• _Description of the task_:
Transcribe word for word each line from the one containing "Point out the round" to the final line of the data, both included. Skip the pictures.

• _Materials provided_:
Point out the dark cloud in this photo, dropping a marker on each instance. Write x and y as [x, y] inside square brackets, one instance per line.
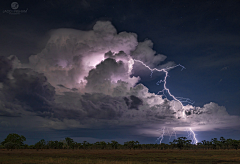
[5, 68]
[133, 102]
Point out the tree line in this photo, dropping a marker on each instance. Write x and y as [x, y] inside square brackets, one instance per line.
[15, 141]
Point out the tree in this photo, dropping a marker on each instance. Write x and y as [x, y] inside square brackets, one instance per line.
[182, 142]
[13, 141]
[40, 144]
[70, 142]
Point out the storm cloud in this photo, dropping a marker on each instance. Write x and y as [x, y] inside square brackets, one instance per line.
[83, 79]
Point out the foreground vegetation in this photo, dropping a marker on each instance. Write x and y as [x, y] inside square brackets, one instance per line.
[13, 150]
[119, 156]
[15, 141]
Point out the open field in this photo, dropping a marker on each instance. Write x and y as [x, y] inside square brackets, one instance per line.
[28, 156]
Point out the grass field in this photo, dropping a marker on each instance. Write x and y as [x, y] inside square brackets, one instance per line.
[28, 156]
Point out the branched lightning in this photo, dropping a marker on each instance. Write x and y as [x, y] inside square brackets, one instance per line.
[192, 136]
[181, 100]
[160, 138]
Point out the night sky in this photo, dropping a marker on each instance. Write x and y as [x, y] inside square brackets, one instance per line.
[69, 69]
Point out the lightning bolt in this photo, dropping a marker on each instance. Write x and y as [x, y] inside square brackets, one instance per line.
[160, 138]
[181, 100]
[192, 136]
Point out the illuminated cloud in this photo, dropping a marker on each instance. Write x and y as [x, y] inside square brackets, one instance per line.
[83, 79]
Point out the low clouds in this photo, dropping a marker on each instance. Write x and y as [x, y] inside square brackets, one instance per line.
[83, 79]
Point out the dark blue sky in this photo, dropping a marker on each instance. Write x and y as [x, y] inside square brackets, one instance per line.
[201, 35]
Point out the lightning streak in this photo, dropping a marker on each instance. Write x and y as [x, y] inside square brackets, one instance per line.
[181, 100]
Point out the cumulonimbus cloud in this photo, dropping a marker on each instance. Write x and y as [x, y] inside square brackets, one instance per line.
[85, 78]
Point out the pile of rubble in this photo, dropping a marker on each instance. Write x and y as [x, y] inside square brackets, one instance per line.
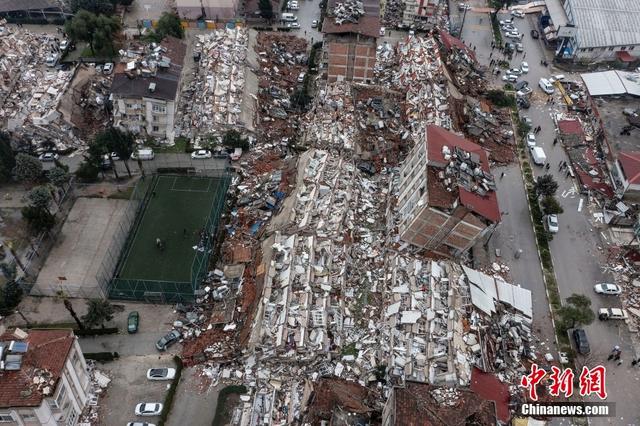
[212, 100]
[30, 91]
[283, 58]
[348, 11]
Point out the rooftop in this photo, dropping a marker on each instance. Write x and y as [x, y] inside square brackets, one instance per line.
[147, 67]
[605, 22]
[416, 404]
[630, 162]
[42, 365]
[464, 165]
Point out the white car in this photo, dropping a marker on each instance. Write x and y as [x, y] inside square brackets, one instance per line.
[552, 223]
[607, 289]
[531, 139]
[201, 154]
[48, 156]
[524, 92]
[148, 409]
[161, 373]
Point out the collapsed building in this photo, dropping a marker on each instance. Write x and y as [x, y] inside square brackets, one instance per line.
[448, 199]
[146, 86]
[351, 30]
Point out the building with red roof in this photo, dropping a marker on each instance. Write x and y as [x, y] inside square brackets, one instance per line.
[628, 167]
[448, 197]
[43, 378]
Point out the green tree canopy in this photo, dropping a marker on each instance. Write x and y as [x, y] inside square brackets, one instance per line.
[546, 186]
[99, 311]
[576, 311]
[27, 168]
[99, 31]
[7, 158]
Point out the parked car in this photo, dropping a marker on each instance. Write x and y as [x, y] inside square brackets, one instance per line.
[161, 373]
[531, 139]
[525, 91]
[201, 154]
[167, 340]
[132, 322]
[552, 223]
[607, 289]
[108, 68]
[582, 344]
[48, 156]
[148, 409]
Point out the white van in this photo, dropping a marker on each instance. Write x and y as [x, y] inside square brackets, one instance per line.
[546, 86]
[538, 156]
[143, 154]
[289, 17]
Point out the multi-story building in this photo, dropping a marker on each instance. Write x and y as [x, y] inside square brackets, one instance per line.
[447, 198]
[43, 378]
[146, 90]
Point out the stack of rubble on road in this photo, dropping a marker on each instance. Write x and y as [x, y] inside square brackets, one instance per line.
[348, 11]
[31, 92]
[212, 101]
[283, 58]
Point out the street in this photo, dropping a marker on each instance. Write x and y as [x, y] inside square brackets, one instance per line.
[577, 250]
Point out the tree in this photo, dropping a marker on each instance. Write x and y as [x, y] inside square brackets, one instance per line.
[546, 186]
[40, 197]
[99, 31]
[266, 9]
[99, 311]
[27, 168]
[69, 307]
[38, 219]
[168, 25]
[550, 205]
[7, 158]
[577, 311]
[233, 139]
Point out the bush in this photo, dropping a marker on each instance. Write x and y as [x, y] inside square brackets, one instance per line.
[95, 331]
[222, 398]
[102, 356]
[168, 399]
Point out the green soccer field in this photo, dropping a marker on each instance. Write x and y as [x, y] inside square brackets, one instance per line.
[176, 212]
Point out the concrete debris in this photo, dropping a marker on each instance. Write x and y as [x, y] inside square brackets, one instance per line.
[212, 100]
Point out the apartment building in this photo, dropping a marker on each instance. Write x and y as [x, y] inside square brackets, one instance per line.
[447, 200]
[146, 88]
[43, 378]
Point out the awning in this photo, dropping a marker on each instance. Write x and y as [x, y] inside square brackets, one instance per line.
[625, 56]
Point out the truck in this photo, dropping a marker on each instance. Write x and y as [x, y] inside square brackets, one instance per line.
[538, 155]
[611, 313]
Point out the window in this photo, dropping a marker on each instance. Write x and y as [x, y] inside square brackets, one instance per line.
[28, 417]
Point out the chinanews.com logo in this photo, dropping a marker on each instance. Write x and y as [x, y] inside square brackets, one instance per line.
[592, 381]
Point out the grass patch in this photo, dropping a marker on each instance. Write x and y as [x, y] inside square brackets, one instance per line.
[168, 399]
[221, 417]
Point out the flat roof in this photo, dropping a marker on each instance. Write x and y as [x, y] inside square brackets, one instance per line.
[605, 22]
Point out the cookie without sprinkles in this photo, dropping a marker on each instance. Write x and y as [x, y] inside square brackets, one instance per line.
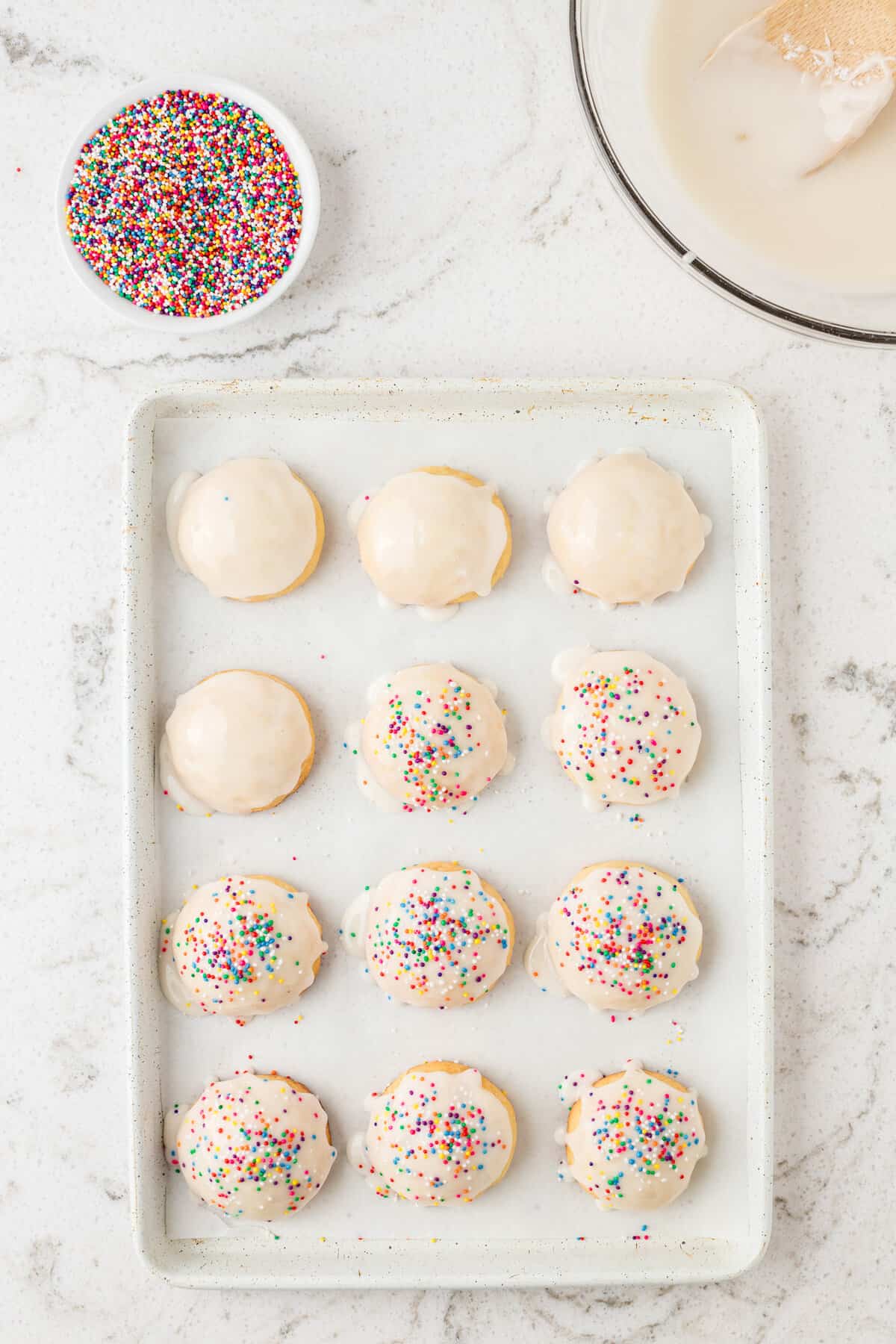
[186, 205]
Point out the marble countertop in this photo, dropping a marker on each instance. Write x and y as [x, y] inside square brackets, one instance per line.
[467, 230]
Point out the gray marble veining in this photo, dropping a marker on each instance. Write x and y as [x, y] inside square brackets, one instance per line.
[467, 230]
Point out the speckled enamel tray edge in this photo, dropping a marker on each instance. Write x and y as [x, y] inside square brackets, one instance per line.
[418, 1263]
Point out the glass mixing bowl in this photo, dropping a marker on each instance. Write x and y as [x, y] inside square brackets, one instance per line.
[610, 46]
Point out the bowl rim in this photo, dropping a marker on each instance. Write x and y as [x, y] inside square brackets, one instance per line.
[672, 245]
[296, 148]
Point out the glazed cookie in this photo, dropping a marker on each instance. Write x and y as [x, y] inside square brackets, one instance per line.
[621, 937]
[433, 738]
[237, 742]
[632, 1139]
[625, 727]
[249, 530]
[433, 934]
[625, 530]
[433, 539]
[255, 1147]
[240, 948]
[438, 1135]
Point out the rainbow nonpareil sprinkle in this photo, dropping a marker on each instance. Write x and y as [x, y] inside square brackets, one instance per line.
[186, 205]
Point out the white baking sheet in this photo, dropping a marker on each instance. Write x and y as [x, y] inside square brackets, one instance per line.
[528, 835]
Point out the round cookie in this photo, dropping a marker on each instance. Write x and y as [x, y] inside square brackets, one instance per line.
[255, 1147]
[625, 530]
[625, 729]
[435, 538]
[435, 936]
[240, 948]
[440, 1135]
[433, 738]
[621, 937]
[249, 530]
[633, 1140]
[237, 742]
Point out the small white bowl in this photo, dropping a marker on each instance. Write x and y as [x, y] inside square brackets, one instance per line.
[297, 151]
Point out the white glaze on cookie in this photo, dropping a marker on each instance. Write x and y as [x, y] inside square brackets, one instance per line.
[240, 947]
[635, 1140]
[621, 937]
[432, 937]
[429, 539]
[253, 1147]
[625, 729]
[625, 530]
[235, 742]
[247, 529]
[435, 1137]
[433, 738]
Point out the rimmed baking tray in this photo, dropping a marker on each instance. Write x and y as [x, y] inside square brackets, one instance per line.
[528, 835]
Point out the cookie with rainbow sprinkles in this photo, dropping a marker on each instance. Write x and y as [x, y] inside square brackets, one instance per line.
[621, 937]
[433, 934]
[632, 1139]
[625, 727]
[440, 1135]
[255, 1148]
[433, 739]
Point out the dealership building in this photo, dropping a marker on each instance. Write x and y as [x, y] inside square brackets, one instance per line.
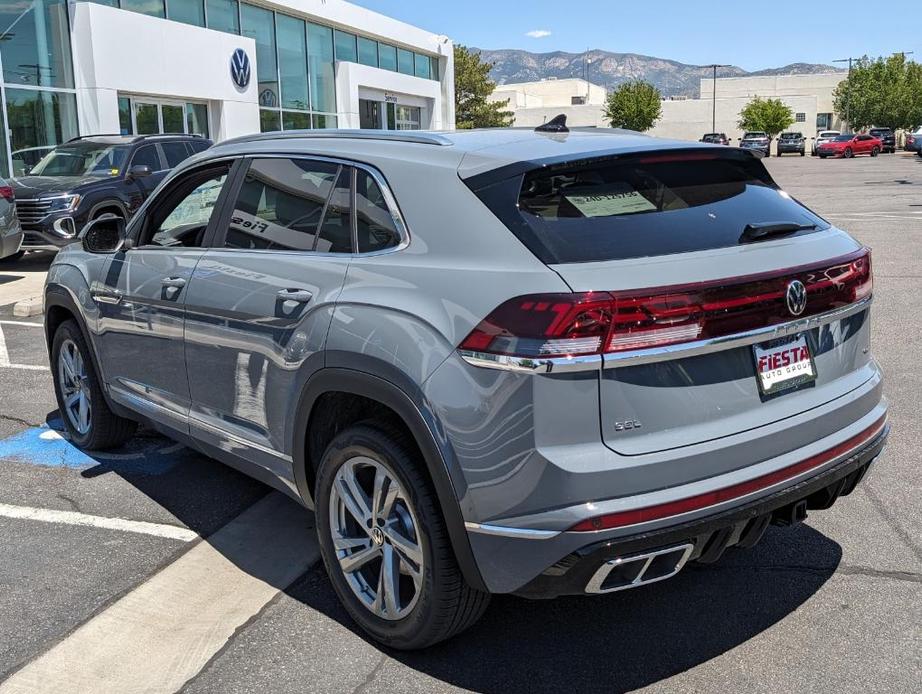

• _Response to this exercise_:
Point out the round cookie in this photo, dropping a marker on each instance. Write x and y as [x, y] inside square brackets, one instance per line.
[255, 1147]
[625, 530]
[625, 729]
[435, 538]
[435, 936]
[240, 948]
[440, 1135]
[433, 738]
[621, 937]
[249, 530]
[633, 1140]
[237, 742]
Point out the small white bowl in this photo, dropping a marker on each instance. Write x and y as [x, y] inside square brackets, one instance per line.
[297, 151]
Point out the white glaze on cookie in this photo, dropping a marker on each instance. Write x and y as [x, y] inside square brackets, one instance per line.
[240, 947]
[635, 1140]
[621, 937]
[432, 937]
[429, 539]
[253, 1147]
[625, 729]
[625, 530]
[235, 742]
[247, 529]
[435, 1137]
[433, 738]
Point out the rimmed baking tray in this photo, dropping a marker on each instance. Write x and y as [x, y] inside square brackets, one instance per line.
[528, 835]
Point out the cookie with rainbow sprinkles in this photo, dropping a marker on each instance. Write x and y as [x, y] inside square brackets, one instance per line.
[621, 937]
[433, 934]
[632, 1139]
[625, 727]
[440, 1135]
[255, 1148]
[433, 739]
Point out the dealership building in this photo, dropping a marker on each instance. Write x and y as [x, y] inside square brackets, one instance per line.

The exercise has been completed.